▶ **Given problem**: Reproduce the lines of the items starting at the line containing "Find the tree" and ending at the line containing "119 L 0 126", requests included, adjusting every coordinate in the answers by -62. Leave the pictures out.

▶ **Data shown**:
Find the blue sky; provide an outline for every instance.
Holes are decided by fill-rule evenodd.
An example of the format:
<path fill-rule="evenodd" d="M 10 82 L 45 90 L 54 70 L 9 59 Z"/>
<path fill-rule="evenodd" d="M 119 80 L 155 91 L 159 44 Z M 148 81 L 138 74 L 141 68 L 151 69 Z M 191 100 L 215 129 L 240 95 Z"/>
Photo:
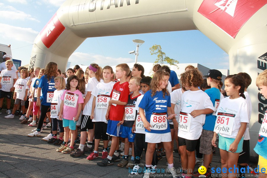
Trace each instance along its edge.
<path fill-rule="evenodd" d="M 13 58 L 29 63 L 34 39 L 64 0 L 0 0 L 0 43 L 11 44 Z M 132 42 L 144 40 L 138 61 L 153 62 L 149 48 L 160 45 L 167 56 L 179 63 L 198 63 L 211 69 L 229 69 L 228 55 L 197 30 L 87 39 L 71 56 L 72 65 L 93 62 L 104 66 L 134 62 Z M 70 45 L 71 45 L 70 44 Z M 79 63 L 77 61 L 79 61 Z"/>

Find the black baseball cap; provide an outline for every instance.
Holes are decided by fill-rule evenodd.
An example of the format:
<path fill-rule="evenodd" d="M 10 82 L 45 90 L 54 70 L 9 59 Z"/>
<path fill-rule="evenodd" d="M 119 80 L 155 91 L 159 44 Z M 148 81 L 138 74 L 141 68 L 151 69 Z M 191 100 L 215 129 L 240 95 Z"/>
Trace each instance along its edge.
<path fill-rule="evenodd" d="M 223 74 L 222 72 L 216 69 L 210 70 L 208 72 L 207 75 L 204 76 L 204 77 L 210 77 L 212 79 L 216 79 L 219 80 L 222 80 L 222 76 Z"/>

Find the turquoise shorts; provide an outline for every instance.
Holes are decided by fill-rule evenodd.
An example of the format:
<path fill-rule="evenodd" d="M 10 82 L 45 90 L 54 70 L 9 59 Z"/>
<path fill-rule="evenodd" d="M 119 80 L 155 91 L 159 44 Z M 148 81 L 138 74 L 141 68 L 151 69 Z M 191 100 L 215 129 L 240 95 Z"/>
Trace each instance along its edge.
<path fill-rule="evenodd" d="M 63 119 L 62 120 L 63 120 L 63 127 L 69 127 L 69 128 L 71 130 L 76 130 L 77 122 L 74 122 L 73 120 L 68 120 L 65 119 Z"/>
<path fill-rule="evenodd" d="M 218 135 L 219 136 L 219 148 L 224 150 L 226 150 L 229 152 L 231 152 L 228 151 L 229 150 L 229 147 L 230 147 L 230 145 L 233 142 L 235 139 L 223 137 L 220 135 L 220 134 Z M 236 150 L 236 151 L 234 152 L 241 153 L 242 152 L 243 150 L 242 148 L 244 138 L 244 137 L 242 137 L 242 138 L 240 140 L 240 142 L 239 142 L 239 143 L 238 144 L 238 145 L 237 146 L 237 150 Z"/>

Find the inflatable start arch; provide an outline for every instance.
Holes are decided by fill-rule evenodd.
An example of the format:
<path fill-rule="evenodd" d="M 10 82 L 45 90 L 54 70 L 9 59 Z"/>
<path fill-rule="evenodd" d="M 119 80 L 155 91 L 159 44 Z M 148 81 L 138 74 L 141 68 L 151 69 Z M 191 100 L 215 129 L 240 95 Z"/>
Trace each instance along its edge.
<path fill-rule="evenodd" d="M 87 38 L 198 30 L 229 55 L 231 74 L 245 72 L 253 109 L 251 155 L 267 100 L 255 84 L 267 68 L 266 0 L 67 0 L 34 41 L 30 67 L 60 64 Z"/>

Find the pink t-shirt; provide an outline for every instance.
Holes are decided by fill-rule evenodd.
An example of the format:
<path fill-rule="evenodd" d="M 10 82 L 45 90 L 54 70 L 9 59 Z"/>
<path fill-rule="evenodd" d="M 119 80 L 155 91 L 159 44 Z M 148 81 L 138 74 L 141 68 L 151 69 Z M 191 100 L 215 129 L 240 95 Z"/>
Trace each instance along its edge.
<path fill-rule="evenodd" d="M 66 90 L 63 92 L 60 99 L 64 103 L 62 113 L 62 118 L 72 120 L 77 115 L 78 104 L 83 103 L 82 94 L 77 90 L 75 91 L 70 91 Z M 76 105 L 75 107 L 73 107 Z"/>

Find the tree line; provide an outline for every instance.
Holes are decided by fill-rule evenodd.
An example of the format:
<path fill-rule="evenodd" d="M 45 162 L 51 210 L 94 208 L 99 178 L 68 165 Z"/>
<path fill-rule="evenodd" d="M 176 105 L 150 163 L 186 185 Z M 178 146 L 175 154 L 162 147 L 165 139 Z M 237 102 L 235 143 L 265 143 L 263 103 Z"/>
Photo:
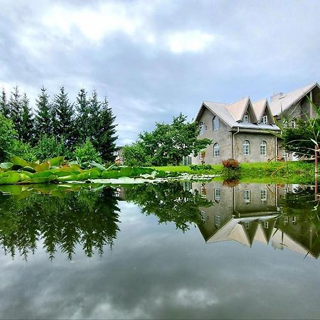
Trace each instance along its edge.
<path fill-rule="evenodd" d="M 4 119 L 0 126 L 4 127 L 6 120 L 11 121 L 12 128 L 10 124 L 6 125 L 12 129 L 11 138 L 18 142 L 20 149 L 33 148 L 34 155 L 43 158 L 50 158 L 58 151 L 66 154 L 58 155 L 70 157 L 82 146 L 92 154 L 95 152 L 104 161 L 114 160 L 117 138 L 115 117 L 107 98 L 100 101 L 95 90 L 89 95 L 85 89 L 80 89 L 76 100 L 72 102 L 65 87 L 61 87 L 52 99 L 47 89 L 42 87 L 32 107 L 27 95 L 21 93 L 18 86 L 10 95 L 2 89 L 0 114 Z M 8 127 L 3 129 L 3 134 L 6 130 L 8 133 Z M 1 132 L 0 129 L 0 135 Z M 12 155 L 13 152 L 6 151 Z M 46 152 L 50 154 L 43 154 Z M 18 150 L 14 153 L 18 153 Z M 6 152 L 2 154 L 4 158 Z"/>

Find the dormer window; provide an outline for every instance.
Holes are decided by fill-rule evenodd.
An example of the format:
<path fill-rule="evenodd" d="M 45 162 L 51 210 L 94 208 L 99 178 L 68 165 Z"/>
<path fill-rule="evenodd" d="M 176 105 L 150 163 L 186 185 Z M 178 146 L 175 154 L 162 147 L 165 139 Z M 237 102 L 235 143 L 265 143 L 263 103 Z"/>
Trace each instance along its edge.
<path fill-rule="evenodd" d="M 204 134 L 204 132 L 206 130 L 206 126 L 202 121 L 201 122 L 199 122 L 199 130 L 200 130 L 200 133 L 199 133 L 200 135 Z"/>
<path fill-rule="evenodd" d="M 265 114 L 262 118 L 261 118 L 261 123 L 262 124 L 267 124 L 268 123 L 268 116 L 267 114 Z"/>
<path fill-rule="evenodd" d="M 245 116 L 243 117 L 243 122 L 244 123 L 249 123 L 249 114 L 247 112 L 245 113 Z"/>

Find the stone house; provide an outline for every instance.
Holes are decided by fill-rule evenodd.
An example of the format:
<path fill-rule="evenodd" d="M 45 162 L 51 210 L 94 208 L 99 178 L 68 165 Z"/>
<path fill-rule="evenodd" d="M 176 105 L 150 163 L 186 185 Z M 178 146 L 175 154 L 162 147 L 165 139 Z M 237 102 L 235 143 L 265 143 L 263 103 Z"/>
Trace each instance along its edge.
<path fill-rule="evenodd" d="M 240 162 L 263 162 L 286 156 L 277 122 L 295 127 L 298 118 L 315 116 L 309 102 L 320 105 L 320 87 L 314 82 L 302 88 L 252 102 L 249 97 L 231 104 L 203 102 L 195 120 L 200 129 L 199 139 L 208 138 L 213 144 L 203 154 L 192 157 L 192 163 L 216 164 L 233 158 Z M 288 156 L 288 155 L 287 155 Z M 290 159 L 292 156 L 289 156 Z"/>

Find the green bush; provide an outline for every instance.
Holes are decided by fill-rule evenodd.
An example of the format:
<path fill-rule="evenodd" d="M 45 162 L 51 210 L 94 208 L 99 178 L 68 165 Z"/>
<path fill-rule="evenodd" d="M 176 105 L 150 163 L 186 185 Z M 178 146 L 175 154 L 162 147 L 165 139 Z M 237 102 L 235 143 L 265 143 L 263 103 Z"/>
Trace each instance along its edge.
<path fill-rule="evenodd" d="M 80 162 L 94 161 L 98 164 L 102 162 L 99 152 L 95 149 L 92 143 L 87 139 L 82 144 L 78 145 L 75 148 L 75 156 Z"/>
<path fill-rule="evenodd" d="M 56 156 L 65 156 L 66 159 L 73 158 L 73 154 L 65 146 L 63 138 L 59 140 L 55 137 L 42 137 L 33 148 L 36 158 L 41 162 Z"/>
<path fill-rule="evenodd" d="M 12 156 L 12 146 L 16 141 L 16 132 L 11 120 L 0 113 L 0 161 L 9 160 Z"/>

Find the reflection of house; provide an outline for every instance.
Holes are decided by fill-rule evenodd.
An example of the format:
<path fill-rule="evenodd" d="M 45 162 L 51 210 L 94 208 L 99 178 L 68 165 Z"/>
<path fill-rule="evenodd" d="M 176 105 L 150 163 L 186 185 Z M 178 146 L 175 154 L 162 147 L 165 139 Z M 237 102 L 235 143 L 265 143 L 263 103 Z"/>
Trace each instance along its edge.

▶ **Answer to this task**:
Find the tree line; provide an outline for every instance.
Holes are decided by fill-rule evenodd.
An example of the format:
<path fill-rule="evenodd" d="M 45 162 L 51 210 L 94 208 L 99 178 L 68 165 Z"/>
<path fill-rule="evenodd" d="M 176 105 L 150 163 L 186 185 Z M 178 146 L 175 154 L 162 147 L 165 139 Z M 237 102 L 235 143 L 265 143 L 263 103 Z"/>
Photo:
Trace each instance along its edge.
<path fill-rule="evenodd" d="M -58 57 L -62 64 L -58 65 L -56 58 L -51 59 L -50 66 L -52 62 L -56 63 L -50 67 L -51 76 L -44 80 L -42 87 L -29 86 L -28 93 L -19 96 L -12 96 L -4 89 L 4 92 L -4 93 L 8 95 L 20 84 L 30 92 L 33 90 L 42 99 L 52 98 L 55 76 L 53 55 L 45 36 L 38 39 L 33 28 L 27 33 L 23 27 L 18 27 L 14 38 L 10 40 L 3 25 L -1 25 L -10 37 L -15 27 L -20 25 L -30 45 L -35 33 L -41 31 L -44 24 L -52 33 L -60 27 L -62 52 Z M -54 65 L -59 67 L -59 72 L -56 68 L -54 71 Z M -61 70 L -62 67 L -62 73 Z M -50 93 L -49 90 L -56 89 Z M -16 90 L -12 92 L -19 92 Z M -44 88 L -48 91 L -44 91 Z M -56 90 L -60 92 L -58 96 Z"/>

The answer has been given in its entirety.